• [作業内容]:
a - DX推進指標の背景を述べた文章をもとに、次の問いに答えよ。
(i) 経済産業省が「DXレポート」を発表したのは何年何月か。
(ii) 「2025年の崖」問題では、2025年以降の日本に年間最大いくらの経済損失が生じうるとされているか。
(iii) 「『DX推進指標(デジタル経営改革のための評価指標)』とそのガイダンス」が発表されたのは何年何月か。
b - DX推進指標の背景を述べた文章によると、経済産業省がDX推進指標を取りまとめて提示したのはなぜか。1〜3文で説明せよ。
c - DX推進指標の背景を述べた文章を、最後の文の後から書き継げ。

• [対象テキスト]:
========
DX推進指標の意義や内容を理解するためには、経済産業省がDX推進指標を提示するに至った背景を知っておく必要があるでしょう。ここでは、その経緯とDX推進指標の目的・特徴について解説します。
1)DX推進指標が提示された理由と背景
経済産業省がDX推進指標を提示するに至った背景を一言でまとめると、「日本企業のDX推進がなかなか進まないから」となるでしょう。
2018年9月、経済産業省は「DXレポート ~ITシステム『2025年の崖』の克服とDXの本格的な展開~」を発表。このレポートにおいて経済産業省は、複雑化・老朽化・ブラックボックス化した既存システムがユーザー企業で残り続ければ、以下のような問題が生じる可能性があると分析しています。
①仕様などの問題で企業がデータを活用することが難しく、デジタル技術を利用して先端的な製品・サービスを提供する企業が増加するなか、市場競争力を失う
②ブラックボックス化した既存のITシステムが技術的負債と化し、既存業務を維持・継承することが難しくなる
③既存のITシステムのメンテナンスが難しくなることから、セキュリティ関連の事故や災害によるシステムトラブルを招き、データ滅失・流出などを引き起こすリスクが高まる
その結果、新製品・サービスの開発やビジネスモデルの変革、市場の変化への対応の足かせとなり、2025年以降の日本に年間最大12兆円にものぼる経済損失をもたらす可能性がある——。これが「2025年の崖」問題。そうならないよう、企業においては既存システムを必要に応じて刷新しつつ、デジタルトランスフォーメーション(DX)推進を実現して競争力を維持・向上させる必要があると、経済産業省は提唱したのです。
そして、このレポートに対するさまざまな指摘を踏まえ、企業がDX推進のアクションを起こしやすくなるようにと取りまとめられたのが、2019年7月に発表された「『DX推進指標(デジタル経営改革のための評価指標)』とそのガイダンス」というわけです。
========
• [データ抜粋]:
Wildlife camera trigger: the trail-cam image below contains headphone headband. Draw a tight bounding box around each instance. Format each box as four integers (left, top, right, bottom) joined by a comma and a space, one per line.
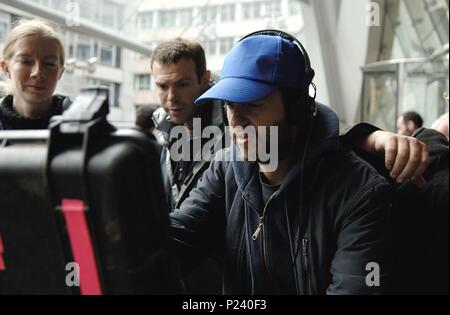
238, 29, 315, 86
========
• [課題の解答]:
a -
(i) 2018年9月である。
(ii) 年間最大12兆円である。
(iii) 2019年7月である。

b - 日本企業のDX推進がなかなか進まないからである。経済産業省は「DXレポート」に対するさまざまな指摘を踏まえ、企業がDX推進のアクションを起こしやすくなるように、この指標を取りまとめた。

c -
2)DX推進指標の目的
DXを推進するためには、企業の経営者はもちろん、事業部門やIT部門が現状と課題を把握・共有したうえで、組織やビジネスモデルをどのように変革していくのか、そのために組織や経営の仕組みをどのように変えていくのか、といったことを検討して対応を講じていくことになります。
とはいえ、経営のあり方やITシステムの状態について現状を評価・認識するといっても、数値の多寡を評価するのとは異なりなかなか一筋縄ではいかないものです。企業内には経営幹部やIT部門、製品・サービスを手がける事業部門、総務・人事・経理などの間接部門といった幅広い部署があり、同じ製品・サービスを手がける部門でも、企画、営業、製造、マーケティングなど役割も多岐にわたり、複雑な利害関係もあります。そうした事情から最初のステップでつまずいてしまうのも、日本企業でDX推進が進まない原因の一つとされています。
そこで、企業の経営者、幹部、事業部門、IT部門およびDX推進担当部門(担当者)が「自社組織・ビジネスの現状や課題の把握・理解・共有」をスムーズに実現し、そのうえでDX推進に必要な対策を実行できるようにと策定されたのがDX推進指標です。
経済産業省は、「経営者や社内の関係者がDXの推進に向けた現状や課題に対する認識を共有し、アクションにつなげるための気付きの機会を提供するもの」と説明。各企業に活用を促しています。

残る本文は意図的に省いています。